Set out the lines from the one containing "canopy, written as integer pixel values." through the end of the records as a numbered list, skipping any blank lines.

---------- Task data

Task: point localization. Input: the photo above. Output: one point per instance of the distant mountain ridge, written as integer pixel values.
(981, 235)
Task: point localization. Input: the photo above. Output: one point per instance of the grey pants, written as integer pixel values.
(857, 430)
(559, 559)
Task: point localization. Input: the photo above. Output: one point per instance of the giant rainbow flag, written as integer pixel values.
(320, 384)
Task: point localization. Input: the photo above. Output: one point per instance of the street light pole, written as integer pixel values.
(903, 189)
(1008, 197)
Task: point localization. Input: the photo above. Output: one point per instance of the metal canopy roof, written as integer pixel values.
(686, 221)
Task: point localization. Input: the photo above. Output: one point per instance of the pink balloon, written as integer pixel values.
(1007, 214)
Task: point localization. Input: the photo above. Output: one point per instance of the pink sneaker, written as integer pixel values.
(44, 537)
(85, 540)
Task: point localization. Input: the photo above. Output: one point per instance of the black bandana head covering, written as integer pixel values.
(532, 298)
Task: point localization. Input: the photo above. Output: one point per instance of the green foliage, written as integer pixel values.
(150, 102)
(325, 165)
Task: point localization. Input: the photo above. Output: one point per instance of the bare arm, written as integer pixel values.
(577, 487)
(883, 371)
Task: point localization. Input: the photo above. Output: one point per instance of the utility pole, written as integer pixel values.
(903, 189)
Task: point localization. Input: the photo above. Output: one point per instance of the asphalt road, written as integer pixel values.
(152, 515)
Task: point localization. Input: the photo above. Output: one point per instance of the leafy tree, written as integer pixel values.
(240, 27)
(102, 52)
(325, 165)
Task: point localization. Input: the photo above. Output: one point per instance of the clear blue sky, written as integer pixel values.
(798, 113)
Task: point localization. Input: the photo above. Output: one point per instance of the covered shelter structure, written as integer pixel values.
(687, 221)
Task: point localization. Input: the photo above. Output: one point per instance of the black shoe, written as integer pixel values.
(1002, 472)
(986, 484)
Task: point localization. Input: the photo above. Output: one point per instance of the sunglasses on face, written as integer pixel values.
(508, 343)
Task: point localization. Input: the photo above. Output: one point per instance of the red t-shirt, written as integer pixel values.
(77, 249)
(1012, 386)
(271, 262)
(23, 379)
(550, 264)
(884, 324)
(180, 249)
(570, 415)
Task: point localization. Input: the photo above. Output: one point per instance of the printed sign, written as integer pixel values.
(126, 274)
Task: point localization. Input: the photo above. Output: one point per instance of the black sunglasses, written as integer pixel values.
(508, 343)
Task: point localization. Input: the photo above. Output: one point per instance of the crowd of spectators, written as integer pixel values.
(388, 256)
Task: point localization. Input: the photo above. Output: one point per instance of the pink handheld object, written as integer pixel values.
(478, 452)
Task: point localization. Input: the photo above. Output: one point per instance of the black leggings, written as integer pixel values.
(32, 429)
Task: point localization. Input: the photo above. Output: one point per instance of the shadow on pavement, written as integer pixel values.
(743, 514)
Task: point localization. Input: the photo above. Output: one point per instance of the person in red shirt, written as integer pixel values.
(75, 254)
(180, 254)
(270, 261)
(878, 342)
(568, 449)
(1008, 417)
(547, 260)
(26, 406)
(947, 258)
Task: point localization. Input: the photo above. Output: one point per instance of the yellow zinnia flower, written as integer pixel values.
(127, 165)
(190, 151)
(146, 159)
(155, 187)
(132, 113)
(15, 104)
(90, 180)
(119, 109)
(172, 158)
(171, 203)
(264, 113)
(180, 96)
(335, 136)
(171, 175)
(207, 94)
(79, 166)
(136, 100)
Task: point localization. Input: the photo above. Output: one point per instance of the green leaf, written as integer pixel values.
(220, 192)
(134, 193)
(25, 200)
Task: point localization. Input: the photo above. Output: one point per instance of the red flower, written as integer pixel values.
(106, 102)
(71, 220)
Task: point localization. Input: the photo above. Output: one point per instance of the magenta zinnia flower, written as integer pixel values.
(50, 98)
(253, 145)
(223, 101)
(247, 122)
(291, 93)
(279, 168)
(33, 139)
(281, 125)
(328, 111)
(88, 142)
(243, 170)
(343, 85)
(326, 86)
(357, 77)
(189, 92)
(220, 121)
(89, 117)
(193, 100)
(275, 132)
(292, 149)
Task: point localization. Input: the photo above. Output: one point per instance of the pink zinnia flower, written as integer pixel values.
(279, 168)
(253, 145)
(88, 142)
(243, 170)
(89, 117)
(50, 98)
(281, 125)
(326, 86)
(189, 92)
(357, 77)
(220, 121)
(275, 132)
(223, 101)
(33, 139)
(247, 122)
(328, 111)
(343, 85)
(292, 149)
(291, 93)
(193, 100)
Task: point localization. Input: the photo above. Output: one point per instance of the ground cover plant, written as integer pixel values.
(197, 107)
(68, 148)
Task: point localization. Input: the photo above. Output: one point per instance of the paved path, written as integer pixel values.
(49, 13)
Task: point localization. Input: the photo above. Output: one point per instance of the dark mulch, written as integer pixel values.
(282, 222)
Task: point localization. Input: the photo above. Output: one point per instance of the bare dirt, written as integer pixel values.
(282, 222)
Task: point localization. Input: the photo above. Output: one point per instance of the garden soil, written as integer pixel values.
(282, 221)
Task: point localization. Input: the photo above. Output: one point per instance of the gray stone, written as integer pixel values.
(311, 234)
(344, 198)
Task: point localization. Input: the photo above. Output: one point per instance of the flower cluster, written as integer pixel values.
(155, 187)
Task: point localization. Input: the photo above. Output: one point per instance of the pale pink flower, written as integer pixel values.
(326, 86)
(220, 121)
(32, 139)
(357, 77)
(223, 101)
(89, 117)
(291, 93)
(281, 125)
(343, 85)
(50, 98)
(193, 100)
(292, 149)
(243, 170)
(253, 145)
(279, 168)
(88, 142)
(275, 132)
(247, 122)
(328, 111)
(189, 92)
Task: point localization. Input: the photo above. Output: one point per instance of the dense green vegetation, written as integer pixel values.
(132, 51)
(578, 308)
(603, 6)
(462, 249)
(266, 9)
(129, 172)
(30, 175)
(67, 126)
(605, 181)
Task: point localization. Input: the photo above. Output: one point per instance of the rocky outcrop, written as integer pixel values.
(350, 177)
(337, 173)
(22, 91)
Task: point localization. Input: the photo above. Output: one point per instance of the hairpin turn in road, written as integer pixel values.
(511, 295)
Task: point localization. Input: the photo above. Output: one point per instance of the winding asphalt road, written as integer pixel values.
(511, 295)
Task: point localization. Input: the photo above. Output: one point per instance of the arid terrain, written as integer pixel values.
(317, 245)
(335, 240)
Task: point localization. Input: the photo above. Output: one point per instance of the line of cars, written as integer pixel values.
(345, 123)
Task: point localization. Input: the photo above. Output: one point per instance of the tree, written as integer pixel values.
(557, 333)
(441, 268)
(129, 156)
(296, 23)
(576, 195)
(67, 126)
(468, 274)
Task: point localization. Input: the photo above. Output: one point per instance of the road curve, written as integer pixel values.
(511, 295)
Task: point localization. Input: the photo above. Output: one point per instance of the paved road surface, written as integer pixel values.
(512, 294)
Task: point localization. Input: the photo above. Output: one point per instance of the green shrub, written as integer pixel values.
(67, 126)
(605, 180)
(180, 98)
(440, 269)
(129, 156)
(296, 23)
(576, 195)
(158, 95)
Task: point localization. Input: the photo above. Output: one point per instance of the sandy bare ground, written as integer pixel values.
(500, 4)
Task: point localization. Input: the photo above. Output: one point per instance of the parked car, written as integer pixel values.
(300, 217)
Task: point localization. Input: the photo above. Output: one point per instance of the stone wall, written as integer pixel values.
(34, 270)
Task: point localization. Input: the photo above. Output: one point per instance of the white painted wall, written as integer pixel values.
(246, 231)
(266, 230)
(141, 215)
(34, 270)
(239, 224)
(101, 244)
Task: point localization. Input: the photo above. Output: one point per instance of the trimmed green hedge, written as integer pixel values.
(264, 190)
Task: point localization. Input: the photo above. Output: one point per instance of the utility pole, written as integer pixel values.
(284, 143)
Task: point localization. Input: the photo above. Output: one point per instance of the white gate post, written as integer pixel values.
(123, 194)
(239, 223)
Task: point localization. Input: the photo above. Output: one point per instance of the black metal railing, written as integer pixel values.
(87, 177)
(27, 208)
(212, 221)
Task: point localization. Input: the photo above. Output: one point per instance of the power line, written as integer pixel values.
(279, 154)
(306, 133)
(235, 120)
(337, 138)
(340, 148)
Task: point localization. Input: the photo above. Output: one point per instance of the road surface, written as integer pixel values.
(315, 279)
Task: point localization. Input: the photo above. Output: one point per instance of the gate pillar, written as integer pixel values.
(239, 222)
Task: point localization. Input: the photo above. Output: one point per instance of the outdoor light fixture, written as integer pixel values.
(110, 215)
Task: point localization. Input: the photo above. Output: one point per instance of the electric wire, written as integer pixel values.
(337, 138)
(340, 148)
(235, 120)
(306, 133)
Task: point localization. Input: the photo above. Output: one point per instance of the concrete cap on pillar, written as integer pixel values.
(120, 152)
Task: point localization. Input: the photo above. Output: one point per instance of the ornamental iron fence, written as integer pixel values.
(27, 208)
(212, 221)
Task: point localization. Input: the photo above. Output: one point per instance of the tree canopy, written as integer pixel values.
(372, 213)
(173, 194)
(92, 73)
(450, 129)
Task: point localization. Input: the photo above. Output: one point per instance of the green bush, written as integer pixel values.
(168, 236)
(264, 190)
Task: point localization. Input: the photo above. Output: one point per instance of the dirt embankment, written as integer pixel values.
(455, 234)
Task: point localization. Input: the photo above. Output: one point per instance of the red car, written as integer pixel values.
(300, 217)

--------------------

In response:
1. Task: point localization. Input: the photo above. Output: one point per instance of the tree canopy, written as integer pixel values.
2. (372, 213)
3. (173, 194)
4. (92, 73)
5. (450, 129)
6. Task: point localization. Input: the photo above. Output: one point per instance of the green bush, written as integer pixel values.
7. (168, 236)
8. (264, 190)
9. Task: point localization. Input: the photo above. Output: one point per instance of the dirt embankment, written as integer pixel values.
10. (455, 234)
11. Task: point localization. Input: the photo above. Output: one point per instance of the red car, written as integer pixel values.
12. (300, 217)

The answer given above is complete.